* [Página]
* * *
O Exame Nacional do Ensino Médio-Enem 2015, ocorrido nos dias 24 e 25 de outubro, serviu de enredo para uma farsa comparável às do Teatro Profano da idade média francesa, em que os fatos do cotidiano eram  encenados de forma cômica e grotesca, como uma forma de oposição ao chamado Teatro Sacro e suas representações das moralidades e mistérios da fé cristã. Sem as intenções críticas comuns às comédias e sátiras, aos farsantes bastava fazer rir. Farsa é um gênero que as enciclopédias digitais descrevem como paródia de coisas sérias, centrada em fatos da vida real, sem compromisso com um roteiro ou a clássica “moral da história”. As apresentações do Teatro Profano eram episódicas, relacionadas a contextos imediatos, e em geral aconteciam em feiras livres e praças públicas.

As semelhanças entre a repercussão da cena dos falsos atrasados e o espetáculo das farsas do século XII podem ir um pouco além, se pensarmos a mídia como uma espécie de praça pública ampliada, em que os debates são convertidos em show, ultrapassando o lugar de mediação e acesso ao debate público, impondo seus próprios valores, moralidades e mitos. Perante essa esfera pública ampliada, tudo o que fere a norma desconcerta, porque aí só se permite a identificação.

E no caso da “farsa dos atrasados do Enem”, o que os “farsantes” fizeram não foi muito diferente do que faziam os saltimbancos: sem compromisso com modelos, ridicularizaram os costumes do que chamam de “grande circo midiático”.  Chaplin dizia, ao explicar suas hilariantes quedas, que o que faz rir não é o tropeço, mas o esforço daquele que tropeça para recuperar a dignidade.
* * *
* [Dados registrados]

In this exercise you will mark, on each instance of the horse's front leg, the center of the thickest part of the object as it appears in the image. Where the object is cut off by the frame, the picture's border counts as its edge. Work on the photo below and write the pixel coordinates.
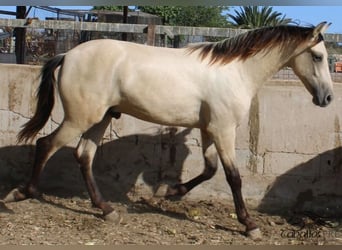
(225, 144)
(210, 159)
(84, 154)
* * *
* [O que fazer]
- 1) Liste todas as expressões que o texto sobre o Enem 2015 coloca entre aspas.
- 2) Diga se cada afirmação concorda com o texto sobre o Enem 2015, respondendo sim ou não e citando as palavras do texto que decidem a questão.
(a) O Enem 2015 aconteceu nos dias 24 e 25 de outubro.
(b) As apresentações do Teatro Profano aconteciam em geral em igrejas.
(c) Segundo Chaplin, o que faz rir é o tropeço.

* [Resolução]
- 1)
“moral da história”
“farsa dos atrasados do Enem”
“farsantes”
“grande circo midiático”

- 2)
(a) Sim: “ocorrido nos dias 24 e 25 de outubro”.
(b) Não: “em geral aconteciam em feiras livres e praças públicas”.
(c) Não: “o que faz rir não é o tropeço, mas o esforço daquele que tropeça para recuperar a dignidade”.